# Excerpted passage
━━━━━━━━━━━━━━━━━━━━━━━━━━━━━━

Honestly, I'm such a geek that for someone to make fun of me for watching cartoons, they'd have to overlook a lot of even dorkier behavior. It'd be like singling out Al Capone for jaywalking.


----------



## peril (Jan 7, 2012)

No because the only people who knows I'm watching cartoons are the people who watch it with me.


----------



## Paper Samurai (Oct 1, 2009)

Lisa said:


> Never got made fun of for that. The reason is probably because I never watched cartoons.
> 
> Totally useless post, I know. I am bored.





Lisa said:


> You know, I did think about it when you were posting all of those threads about women. I never blocked you though. Dunno why. Anyways - that is a while ago now.


Did you walk into this thread with the intention of making the OP feel bad or something :blank ?


----------



## Ohhai (Oct 15, 2010)

Lisa said:


> You know, I did think about it when you were posting all of those threads about women. I never blocked you though. Dunno why. Anyways - that is a while ago now.


It was his post about the dog and the fan that got me.


----------



## Knowbody (Jul 5, 2011)

all I know is that I get upset when people call Anime "cartoons"

I dunno why but it just gets under my skin for some reason

How can someone simply write Akira or Ghost in the Shell off as just "cartoons".....


ugh


also Batman TAS, Xmen TAS etc are timeless classics that anyone of any age should be able to enjoy


----------



## David777 (Feb 6, 2011)

Not made fun of, but did receive a back handed insult from an ex girlfriend. After we broke up said told me that she found it to be a turn off if a guy watches anime... And she knew I loved me some anime!


----------



## ConW123 (Nov 22, 2011)

ShinAkuma said:


> and at what age did this happen? how did you respond? I'm 27 and still watch cartoons. Hey Arnold is what I'm currently watching.


I just finished the entire Hey Arnold series on Netflix today, bro. Everyone I know watches cartoons. Every single night Hey Arnold or Rugrats is trending on Twitter. People stay up till like 3 am just to watch 90's cartoons. I've never seen or heard someone get made fun of for it.


----------



## Lisa (Jul 8, 2006)

Paper Samurai said:


> Did you walk into this thread with the intention of making the OP feel bad or something :blank ?


Oh come on. I made a pointless post because I was bored. I did not intend to make anyone feel bad. What a strange accusation.


----------



## FireIsTheCleanser (Aug 16, 2011)

Knowbody said:


> all I know is that I get upset when people call Anime "cartoons"
> 
> I dunno why but it just gets under my skin for some reason
> 
> ...


X-Men TAS animation and voice acting could've used some work but yeah that and Batman TAS are awesome and sometimes I'll stay up really late to watch X-Men


----------



## Cassabell (Dec 14, 2011)

Lisa said:


> Oh come on. I made a pointless post because I was bored. I did not intend to make anyone feel bad. What a strange accusation.


Hey Lisa, I think they thought you were calling his thread pointless. Really you were saying your reply in your post was pointless, cos you dont watch cartoons?


----------



## Lisa (Jul 8, 2006)

Cassabell said:


> Hey Lisa, I think they thought you were calling his thread pointless. Really you were saying your reply in your post was pointless, cos you dont watch cartoons?

━━━━━━━━━━━━━━━━━━━━━━━━━━━━━━

# Data lines
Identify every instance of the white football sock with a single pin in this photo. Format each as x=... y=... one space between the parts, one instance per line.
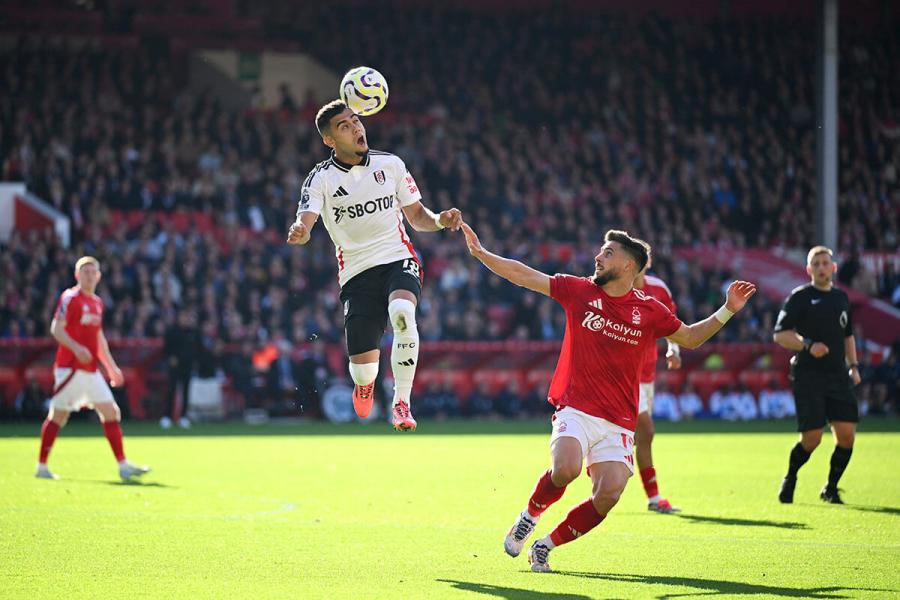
x=363 y=373
x=405 y=354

━━━━━━━━━━━━━━━━━━━━━━━━━━━━━━

# Objectives
A: From the forum thread about watching cartoons, quote the part that opens with the words containing "## ConW123 (Nov" and closes with "I'm currently watching.".
B: In the forum thread about watching cartoons, which series does ConW123 say was finished on Netflix that day?

# Per-task outputs
A:
## ConW123 (Nov 22, 2011)

ShinAkuma said:


> and at what age did this happen? how did you respond? I'm 27 and still watch cartoons. Hey Arnold is what I'm currently watching.

B: The entire Hey Arnold series.